The NHS was brought into being 50 years ago to help people gain a standard of health that poverty had historically denied most of them. It is unacceptable that patients today are denied justice, because they cannot afford either court action or the cost of re-treatment when a practitioner has betrayed their trust. I trust that the Minister will be minded to respond in full to those requests.

10.41 pm
The Minister of State, Scottish Office (Lord James Douglas-Hamilton)

I congratulate the hon. Member for Glasgow, Maryhill (Mrs. Fyfe) on raising some important matters and begin by making the obvious point that if the General Dental Council erases the name of a dentist from its register, that dentist cannot practise. Practising in those circumstances would be a criminal offence.

I should also mention that 50 to 80 per cent. of the gross earnings of many dentists relate to expenses. That may be the case with this individual.

The hon. Lady has asked me to look into various matters. Tomorrow, I shall study what she has said in great detail, because some of the matters are complex. I shall try to give a full explanation of what has happened and why, and of what is likely to happen in the future.

Happily, the occasions on which such complaints are made are few. The great majority of dentists are committed to their profession and to using their skills for the benefit of their patients. That is why it is important that there should be robust procedures to deal with dentists who fail to provide care to the high standards of skill and probity that we rightly expect.

The Scottish Office recognised that the previous procedures were unsatisfactory in a number of respects, and the hon. Lady has described some of them. We therefore instituted a review of the NHS complaints procedures by a committee chaired by Professor Alan Wilson. The Wilson committee reported in May 1994, and recommended radical change, the most fundamental of which was the principle that the consideration of complaints should be separate from the handling of discipline. New arrangements based on the Wilson committee's recommendations were introduced in April 1996. I shall return to them later.

The events relating to the concerns expressed by the hon. Lady took place during 1993– 94. It is a basic principle of our system that changes do not apply retrospectively. The handling of complaints about Mr. Duff must, therefore, be governed by the regulations in force at that time.

I have every sympathy with the hon. Lady's constituents. Indeed, as she mentioned, one of my constituents has also complained about Mr. Duff, so I know that it has been a very distressing experience, but the regulations in force at the time cannot be ignored.

I shall explain the regulations. Until 1 April of this year, complaints and questions of discipline about dentists and other family health service practitioners who provide treatment under the NHS were dealt with under the same system. It involved referral to statutory service committees where appropriate and, in the most serious cases, referral to an NHS tribunal.

The rules governing the time scale within which complaints had to be made were laid out in the NHS (Service Committees and Tribunal) (Scotland) Regulations 1992, which state that a complaint must be made within six months of the end of the treatment that gave rise to the complaint, or within 13 weeks of the cause for complaint becoming known to the complainer, whichever was the sooner.

Any complaint made more than six months after the date on which treatment ended was, by virtue of that fact, a late complaint, and for a late complaint to be investigated by a service committee the patient had to show, for each and every day, that there was good reason for the delay in submitting the complaint. The onus was on the patient to show that he or she could not have known earlier that there was cause for complaint, and that they made the complaint immediately they were so aware unless they could show good reason, such as bereavement or illness, for each day they delayed further.

============

-- Tasks to perform --
A. In the debate extract, when were the new arrangements based on the Wilson committee's recommendations introduced?
B. Return everything in the debate extract from "Any complaint made" down to "they delayed further.", copied word for word.

============

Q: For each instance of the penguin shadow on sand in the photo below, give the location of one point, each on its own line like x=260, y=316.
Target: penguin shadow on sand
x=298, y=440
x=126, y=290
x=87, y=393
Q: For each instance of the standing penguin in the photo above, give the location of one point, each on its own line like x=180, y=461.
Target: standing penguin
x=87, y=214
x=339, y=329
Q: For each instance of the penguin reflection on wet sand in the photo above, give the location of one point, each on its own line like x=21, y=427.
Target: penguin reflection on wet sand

============

-- Solutions per task --
A. April 1996

B.
Any complaint made more than six months after the date on which treatment ended was, by virtue of that fact, a late complaint, and for a late complaint to be investigated by a service committee the patient had to show, for each and every day, that there was good reason for the delay in submitting the complaint. The onus was on the patient to show that he or she could not have known earlier that there was cause for complaint, and that they made the complaint immediately they were so aware unless they could show good reason, such as bereavement or illness, for each day they delayed further.